● EXERCISE PASSAGE
Annie may have gotten her gun but she’s probably out of bullets, thanks to a nationwide ammo shortage.
That’s what Allen Howell and his wife, Megan, from Pell City discovered in Anniston Saturday as they shopped for ammo at Shotgun Sports and Outdoors on U.S. 431.
The same as many other gun owners in the area, Howell is beating the bushes for boxes of bullets to accompany the couple’s firearms.
“I don’t like it,” Howell said, who described himself as a lifelong gun owner. He was looking for 9mm, .40 cal. and .45 cal. ammo and his wife was looking for .40 cal.
“I love to shoot,” Megan said.
Opinions vary on what the smoking gun is for the shortage, but Richard Patty, the owner of Shotgun Sports, said there have been more than 1.7 million new gun owners since December of last year, which has created the shortage.
“Factories can’t keep up, they’re making just as much ammo as they have but they can’t keep up,” said Patty.
Patty attributes the current situation to one of the most basic principles in economics.
“The only reason there is shortage is because of supply and demand,” he said.
The store was crowded with customers but the ammo shelves were almost empty.
“We get in ammo in every single day but it sells out every single day,” Patty said, naming the 9mm and the .22 long rifle as the top two bullets that customers demand.

● DIRECTIONS
In the article on the ammunition shortage, which two bullets does Richard Patty name as the ones customers demand most?

● INFORMATION PROVIDED
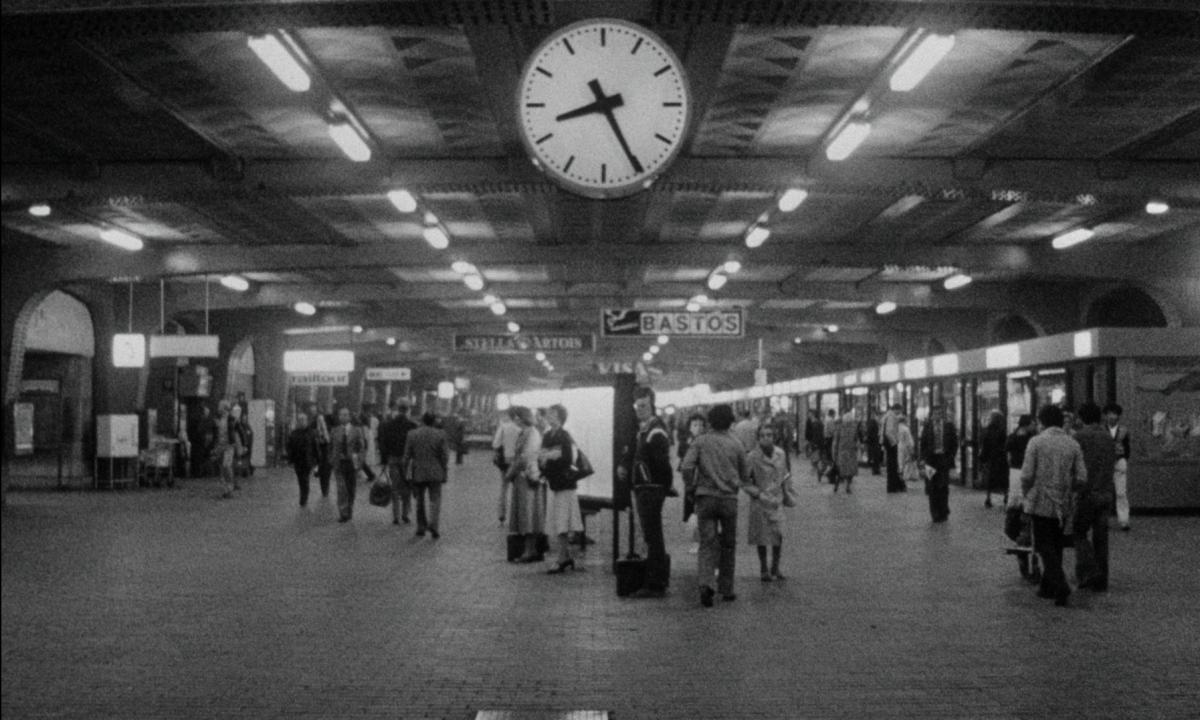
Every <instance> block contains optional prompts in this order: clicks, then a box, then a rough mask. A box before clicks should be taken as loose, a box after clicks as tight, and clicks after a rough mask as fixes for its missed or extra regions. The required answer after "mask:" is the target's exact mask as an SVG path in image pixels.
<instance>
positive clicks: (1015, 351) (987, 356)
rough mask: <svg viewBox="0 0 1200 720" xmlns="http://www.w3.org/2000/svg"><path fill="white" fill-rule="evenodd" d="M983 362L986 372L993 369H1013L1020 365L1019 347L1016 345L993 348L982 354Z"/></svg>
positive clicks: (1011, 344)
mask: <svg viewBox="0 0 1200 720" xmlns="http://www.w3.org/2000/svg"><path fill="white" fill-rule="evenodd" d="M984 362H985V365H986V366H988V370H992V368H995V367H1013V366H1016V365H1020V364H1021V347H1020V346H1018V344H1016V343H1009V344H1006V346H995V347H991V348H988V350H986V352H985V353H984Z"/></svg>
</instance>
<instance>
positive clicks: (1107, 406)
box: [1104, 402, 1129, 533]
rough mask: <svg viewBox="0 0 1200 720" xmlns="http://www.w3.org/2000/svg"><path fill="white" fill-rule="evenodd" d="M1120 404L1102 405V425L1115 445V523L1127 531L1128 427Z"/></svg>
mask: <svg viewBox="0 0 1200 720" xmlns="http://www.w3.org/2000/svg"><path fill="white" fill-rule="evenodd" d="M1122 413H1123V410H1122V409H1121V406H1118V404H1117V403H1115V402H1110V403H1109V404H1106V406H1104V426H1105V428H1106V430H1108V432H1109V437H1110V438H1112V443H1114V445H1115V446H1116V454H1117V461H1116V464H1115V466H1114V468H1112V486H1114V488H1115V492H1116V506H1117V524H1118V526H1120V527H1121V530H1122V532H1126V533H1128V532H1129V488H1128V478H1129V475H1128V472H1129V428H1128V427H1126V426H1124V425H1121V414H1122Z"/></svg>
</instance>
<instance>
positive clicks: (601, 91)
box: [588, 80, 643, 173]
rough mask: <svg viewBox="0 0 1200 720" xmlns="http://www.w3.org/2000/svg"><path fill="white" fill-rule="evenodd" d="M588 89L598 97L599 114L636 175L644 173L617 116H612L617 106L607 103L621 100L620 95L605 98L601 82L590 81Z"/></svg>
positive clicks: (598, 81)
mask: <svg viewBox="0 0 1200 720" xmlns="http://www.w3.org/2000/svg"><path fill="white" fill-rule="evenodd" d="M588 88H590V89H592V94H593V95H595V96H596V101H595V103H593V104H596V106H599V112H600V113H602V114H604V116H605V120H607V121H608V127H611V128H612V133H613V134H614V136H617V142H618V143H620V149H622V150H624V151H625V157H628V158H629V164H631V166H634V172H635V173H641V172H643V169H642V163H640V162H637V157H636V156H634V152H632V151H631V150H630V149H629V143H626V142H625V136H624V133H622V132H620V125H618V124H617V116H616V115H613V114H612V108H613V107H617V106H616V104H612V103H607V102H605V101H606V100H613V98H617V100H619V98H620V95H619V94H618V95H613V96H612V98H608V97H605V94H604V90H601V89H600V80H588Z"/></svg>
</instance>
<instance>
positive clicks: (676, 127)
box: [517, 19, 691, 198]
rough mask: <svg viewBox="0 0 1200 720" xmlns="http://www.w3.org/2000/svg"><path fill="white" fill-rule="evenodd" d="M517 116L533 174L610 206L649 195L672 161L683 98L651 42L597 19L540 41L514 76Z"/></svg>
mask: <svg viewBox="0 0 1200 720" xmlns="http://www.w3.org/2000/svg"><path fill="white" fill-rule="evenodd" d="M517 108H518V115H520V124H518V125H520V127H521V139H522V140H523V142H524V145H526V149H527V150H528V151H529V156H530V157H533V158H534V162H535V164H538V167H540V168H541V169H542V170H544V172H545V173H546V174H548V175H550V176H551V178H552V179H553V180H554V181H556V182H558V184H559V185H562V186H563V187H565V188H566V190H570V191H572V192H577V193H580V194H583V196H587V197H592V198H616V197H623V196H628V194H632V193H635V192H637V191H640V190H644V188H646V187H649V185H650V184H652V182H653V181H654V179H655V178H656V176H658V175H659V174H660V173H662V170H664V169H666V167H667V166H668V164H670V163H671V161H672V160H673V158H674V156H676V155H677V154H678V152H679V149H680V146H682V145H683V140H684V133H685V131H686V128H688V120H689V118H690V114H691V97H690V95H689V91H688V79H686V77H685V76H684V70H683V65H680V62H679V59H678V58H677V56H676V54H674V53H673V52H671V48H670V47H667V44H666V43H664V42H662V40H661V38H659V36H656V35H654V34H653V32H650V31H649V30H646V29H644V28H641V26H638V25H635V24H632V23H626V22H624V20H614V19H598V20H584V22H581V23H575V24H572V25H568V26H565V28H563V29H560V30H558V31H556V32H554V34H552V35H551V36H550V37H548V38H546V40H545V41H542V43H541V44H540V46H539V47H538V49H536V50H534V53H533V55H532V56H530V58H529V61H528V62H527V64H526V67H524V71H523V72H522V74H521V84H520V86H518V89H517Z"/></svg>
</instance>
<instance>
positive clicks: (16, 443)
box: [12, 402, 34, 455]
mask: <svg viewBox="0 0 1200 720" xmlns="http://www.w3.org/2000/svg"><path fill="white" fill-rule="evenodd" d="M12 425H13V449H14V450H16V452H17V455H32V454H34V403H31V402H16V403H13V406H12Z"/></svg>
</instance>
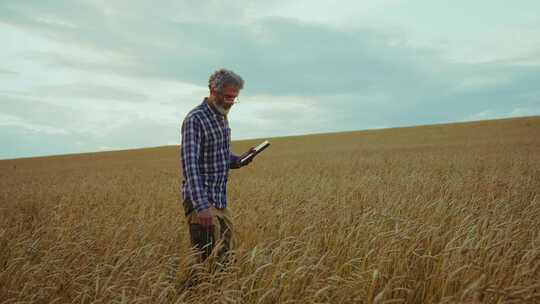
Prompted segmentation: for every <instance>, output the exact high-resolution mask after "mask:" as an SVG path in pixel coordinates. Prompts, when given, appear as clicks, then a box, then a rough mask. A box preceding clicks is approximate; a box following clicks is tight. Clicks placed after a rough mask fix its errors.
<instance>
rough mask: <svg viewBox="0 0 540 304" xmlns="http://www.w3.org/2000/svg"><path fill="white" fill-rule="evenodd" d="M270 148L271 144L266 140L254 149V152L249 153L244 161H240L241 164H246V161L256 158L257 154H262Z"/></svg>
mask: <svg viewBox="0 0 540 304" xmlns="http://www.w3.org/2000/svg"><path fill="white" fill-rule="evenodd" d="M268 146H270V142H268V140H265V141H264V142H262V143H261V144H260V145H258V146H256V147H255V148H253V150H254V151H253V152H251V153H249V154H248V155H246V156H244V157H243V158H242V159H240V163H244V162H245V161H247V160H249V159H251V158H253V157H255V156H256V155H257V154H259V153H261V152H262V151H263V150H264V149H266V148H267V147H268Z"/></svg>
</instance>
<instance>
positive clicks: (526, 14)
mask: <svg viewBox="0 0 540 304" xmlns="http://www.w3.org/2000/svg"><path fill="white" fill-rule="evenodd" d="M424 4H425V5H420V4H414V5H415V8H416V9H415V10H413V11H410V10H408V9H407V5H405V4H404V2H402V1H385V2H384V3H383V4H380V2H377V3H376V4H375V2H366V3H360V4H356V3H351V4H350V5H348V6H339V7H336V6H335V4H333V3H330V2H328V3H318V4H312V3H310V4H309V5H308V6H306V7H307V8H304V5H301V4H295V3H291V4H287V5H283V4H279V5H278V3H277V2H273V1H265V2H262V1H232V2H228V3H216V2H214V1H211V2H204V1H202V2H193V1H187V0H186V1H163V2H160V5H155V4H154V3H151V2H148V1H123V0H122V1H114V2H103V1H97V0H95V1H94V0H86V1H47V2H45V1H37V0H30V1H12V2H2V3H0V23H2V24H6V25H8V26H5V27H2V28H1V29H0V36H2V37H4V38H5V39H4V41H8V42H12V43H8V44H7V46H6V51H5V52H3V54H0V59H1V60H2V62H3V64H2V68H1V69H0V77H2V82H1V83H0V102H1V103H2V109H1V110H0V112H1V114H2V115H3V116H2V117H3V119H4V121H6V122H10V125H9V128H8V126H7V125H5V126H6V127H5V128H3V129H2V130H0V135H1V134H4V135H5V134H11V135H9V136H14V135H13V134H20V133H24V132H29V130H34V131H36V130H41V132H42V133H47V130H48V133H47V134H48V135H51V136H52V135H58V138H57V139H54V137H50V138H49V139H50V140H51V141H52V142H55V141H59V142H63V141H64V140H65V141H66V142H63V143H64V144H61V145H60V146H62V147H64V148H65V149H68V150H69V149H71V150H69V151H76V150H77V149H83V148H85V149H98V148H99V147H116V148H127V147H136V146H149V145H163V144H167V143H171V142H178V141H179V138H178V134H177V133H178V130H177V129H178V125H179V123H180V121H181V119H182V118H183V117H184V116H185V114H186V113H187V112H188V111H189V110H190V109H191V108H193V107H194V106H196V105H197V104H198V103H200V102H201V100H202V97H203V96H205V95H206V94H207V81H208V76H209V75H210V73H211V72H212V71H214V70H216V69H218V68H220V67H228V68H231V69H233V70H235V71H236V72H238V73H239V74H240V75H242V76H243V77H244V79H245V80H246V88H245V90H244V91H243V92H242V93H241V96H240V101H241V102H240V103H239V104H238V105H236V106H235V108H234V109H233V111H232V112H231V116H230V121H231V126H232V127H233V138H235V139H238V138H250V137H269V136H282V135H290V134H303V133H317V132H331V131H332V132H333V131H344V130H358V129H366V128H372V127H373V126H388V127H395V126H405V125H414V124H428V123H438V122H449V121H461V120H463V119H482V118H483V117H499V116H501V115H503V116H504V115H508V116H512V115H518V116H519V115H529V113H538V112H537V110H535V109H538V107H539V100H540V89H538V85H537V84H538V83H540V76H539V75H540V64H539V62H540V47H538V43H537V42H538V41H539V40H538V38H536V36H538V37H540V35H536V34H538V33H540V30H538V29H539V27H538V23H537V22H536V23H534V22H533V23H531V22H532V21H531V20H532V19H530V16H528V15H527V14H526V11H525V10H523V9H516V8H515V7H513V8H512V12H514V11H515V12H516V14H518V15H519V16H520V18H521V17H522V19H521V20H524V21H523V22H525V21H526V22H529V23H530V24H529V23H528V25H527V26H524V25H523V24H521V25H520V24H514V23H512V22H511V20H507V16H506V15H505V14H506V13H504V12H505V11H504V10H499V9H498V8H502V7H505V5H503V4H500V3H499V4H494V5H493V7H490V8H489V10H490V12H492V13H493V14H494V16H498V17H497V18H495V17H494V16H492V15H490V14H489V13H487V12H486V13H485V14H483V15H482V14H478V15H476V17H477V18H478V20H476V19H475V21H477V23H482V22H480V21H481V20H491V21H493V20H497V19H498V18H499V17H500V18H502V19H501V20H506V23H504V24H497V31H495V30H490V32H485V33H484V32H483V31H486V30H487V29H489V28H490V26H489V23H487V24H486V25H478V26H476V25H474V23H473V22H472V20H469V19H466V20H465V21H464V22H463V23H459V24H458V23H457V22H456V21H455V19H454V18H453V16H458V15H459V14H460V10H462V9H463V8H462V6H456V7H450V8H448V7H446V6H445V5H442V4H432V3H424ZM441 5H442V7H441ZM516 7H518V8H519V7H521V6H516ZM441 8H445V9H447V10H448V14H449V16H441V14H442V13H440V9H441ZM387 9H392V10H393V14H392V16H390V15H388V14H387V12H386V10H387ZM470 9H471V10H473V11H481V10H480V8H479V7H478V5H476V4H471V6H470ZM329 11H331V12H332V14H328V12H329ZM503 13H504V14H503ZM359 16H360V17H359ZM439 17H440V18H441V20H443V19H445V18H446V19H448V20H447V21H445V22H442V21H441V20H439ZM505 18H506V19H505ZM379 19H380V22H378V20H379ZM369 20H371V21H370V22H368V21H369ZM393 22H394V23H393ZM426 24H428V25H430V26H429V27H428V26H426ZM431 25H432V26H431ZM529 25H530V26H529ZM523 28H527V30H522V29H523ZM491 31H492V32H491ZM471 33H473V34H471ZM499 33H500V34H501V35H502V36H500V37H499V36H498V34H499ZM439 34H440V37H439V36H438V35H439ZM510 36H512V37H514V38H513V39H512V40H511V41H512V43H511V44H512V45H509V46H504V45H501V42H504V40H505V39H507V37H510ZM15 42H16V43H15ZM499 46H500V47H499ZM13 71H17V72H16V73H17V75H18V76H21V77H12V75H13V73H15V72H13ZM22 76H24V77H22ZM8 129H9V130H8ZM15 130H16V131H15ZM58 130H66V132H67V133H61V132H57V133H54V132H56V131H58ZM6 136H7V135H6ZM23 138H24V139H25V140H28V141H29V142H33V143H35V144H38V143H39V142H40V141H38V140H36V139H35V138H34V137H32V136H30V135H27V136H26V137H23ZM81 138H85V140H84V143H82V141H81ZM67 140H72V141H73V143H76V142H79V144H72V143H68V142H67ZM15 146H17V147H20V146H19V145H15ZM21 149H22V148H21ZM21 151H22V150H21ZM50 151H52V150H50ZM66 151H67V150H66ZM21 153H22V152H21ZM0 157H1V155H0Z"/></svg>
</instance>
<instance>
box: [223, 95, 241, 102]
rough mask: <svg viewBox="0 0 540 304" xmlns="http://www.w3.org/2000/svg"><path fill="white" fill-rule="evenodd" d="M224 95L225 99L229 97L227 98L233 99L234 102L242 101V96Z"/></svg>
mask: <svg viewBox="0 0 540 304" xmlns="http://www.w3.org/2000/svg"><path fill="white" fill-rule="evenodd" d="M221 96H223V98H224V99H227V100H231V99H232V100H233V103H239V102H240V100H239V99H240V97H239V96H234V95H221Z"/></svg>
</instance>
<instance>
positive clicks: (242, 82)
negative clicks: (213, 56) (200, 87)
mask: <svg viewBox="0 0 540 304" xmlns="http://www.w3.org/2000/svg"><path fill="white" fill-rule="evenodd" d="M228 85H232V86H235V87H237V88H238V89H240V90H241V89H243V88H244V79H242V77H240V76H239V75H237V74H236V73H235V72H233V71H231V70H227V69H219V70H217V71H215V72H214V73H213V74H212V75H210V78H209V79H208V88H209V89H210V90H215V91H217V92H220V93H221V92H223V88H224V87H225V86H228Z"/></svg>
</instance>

● TASK SOLUTION
The 9mm and the .22 long rifle.